## TEXT BLOCK
- Opening Delimiter -
Another line that caught my eye is “Standards-based markets can only form when there are multiple competing producers right from the start”. This is also true when there may have been competing producers at the start but for whatever reason there are fewer and fewer over time. Clear examples of this at the present are web browsers, where there are essentially three competing browser engines (Blink, WebKit, and Gecko), but Mozilla is so reliant on funding from Google/Alphabet that arguably there are only two independently funded endeavours. Web rendering engines are so complicated that there is no realistic opportunity for competitors, and the computing technology giants control the standards, so that’s not likely to change.

Rich Harris sounds the alarm on where this control has led with his post Stay Alert:

A short while ago, Chrome broke the web by disabling alert(), confirm() and prompt() dialogs from cross-origin iframes. The justification was that “the current UX is confusing, and has previously led to spoofs where sites pretend the message comes from Chrome or a different website”; removing the feature was deemed preferable to fixing the UX.

One may or may not agree with Harris’ stance on alert()but that’s not really the point. Chrome, and more importantly Blink (which also drives Microsoft’s Edge browser), has such a large market share that effectively what they decide determines where web technology goes. Even if you think they’re right this time, it’s extremely dangerous.

We also see this in library “science”, at least in the English speaking world. You’ve read me complaining about this before but why are the extremely weird and particular needs of the United States Congress used as the basis for both classification and controlled vocabularies in libraries across the United States, let alone those in the UK, Australia, and many others? Standards monopolisation.

Graham Lee provides an interesting take on how software develops and who gets left behind and why, in Majoring in versions. He also has some great and funny lines:

“Scripting language” does not actually mean anything. It is said by people who want to imply that a programming language is less worthy somehow because it is easier to use.
- Closing Delimiter -
## EXTRACTED INFORMATION
- Opening Delimiter -
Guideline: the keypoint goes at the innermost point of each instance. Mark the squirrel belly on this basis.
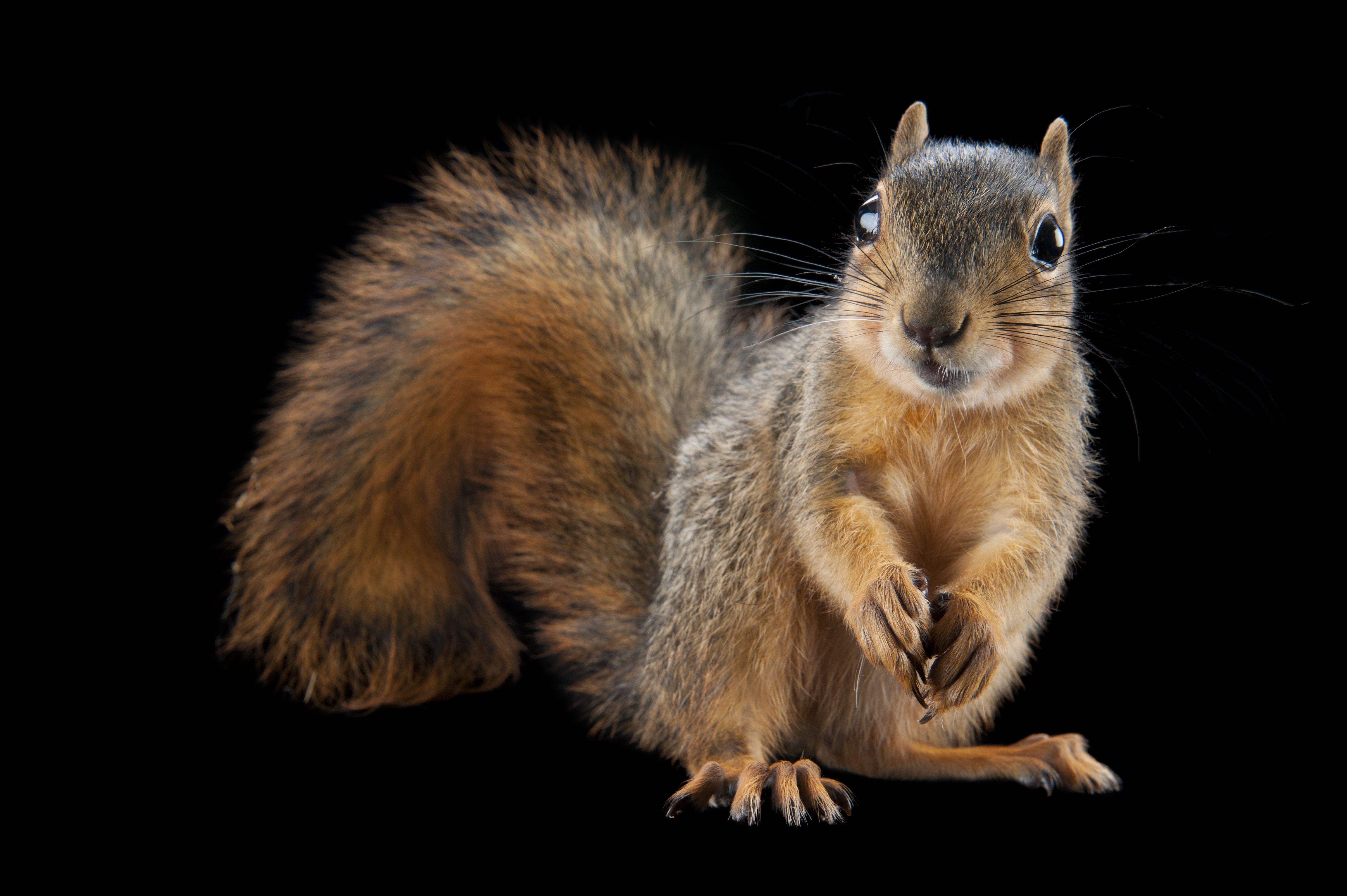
- Closing Delimiter -
- Opening Delimiter -
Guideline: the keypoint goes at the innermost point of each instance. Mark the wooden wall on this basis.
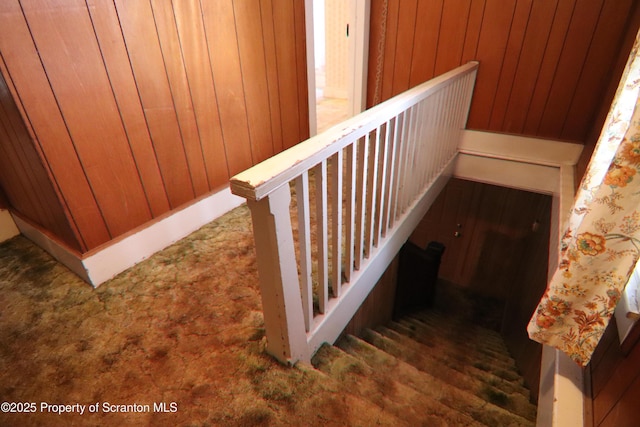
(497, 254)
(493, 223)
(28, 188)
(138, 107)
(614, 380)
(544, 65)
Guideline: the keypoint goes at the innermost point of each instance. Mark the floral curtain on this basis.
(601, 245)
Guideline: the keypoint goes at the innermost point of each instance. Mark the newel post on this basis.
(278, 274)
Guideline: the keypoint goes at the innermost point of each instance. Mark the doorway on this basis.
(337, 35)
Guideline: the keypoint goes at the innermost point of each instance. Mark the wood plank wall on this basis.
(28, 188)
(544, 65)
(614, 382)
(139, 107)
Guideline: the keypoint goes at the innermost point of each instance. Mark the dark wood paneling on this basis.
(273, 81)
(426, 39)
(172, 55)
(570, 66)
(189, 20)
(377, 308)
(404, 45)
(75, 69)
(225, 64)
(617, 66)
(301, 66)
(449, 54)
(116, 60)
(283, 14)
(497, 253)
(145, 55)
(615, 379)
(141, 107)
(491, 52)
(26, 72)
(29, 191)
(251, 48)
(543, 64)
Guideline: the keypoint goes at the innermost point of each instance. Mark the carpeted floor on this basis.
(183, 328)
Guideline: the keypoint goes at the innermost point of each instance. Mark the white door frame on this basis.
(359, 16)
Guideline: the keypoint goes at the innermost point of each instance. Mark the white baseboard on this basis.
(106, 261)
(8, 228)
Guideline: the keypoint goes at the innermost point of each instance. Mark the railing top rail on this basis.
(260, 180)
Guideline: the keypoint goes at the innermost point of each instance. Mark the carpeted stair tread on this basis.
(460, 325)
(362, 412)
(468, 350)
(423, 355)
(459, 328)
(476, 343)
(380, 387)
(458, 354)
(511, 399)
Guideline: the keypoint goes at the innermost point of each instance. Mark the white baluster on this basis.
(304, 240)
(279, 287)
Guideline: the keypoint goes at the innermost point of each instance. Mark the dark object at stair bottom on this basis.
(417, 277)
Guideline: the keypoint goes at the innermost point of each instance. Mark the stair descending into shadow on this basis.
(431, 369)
- Closing Delimiter -
## TO DO
Rewrite the paragraph of the excerpt on web standards that begins "Another line that caught my eye" as a bulleted list that keeps its main facts. The listing is separate material, unrelated to the excerpt on web standards.

## SOLUTION TO THIS EXERCISE
- Quoted line: "Standards-based markets can only form when there are multiple competing producers right from the start."
- This also applies when there were competing producers at the start but their number shrinks over time.
- Web browsers are a current example, with essentially three competing engines: Blink, WebKit, and Gecko.
- Mozilla relies so heavily on funding from Google/Alphabet that arguably only two of these efforts are independently funded.
- Web rendering engines are too complicated for competitors to have a realistic opportunity, and the computing technology giants control the standards, so this is unlikely to change.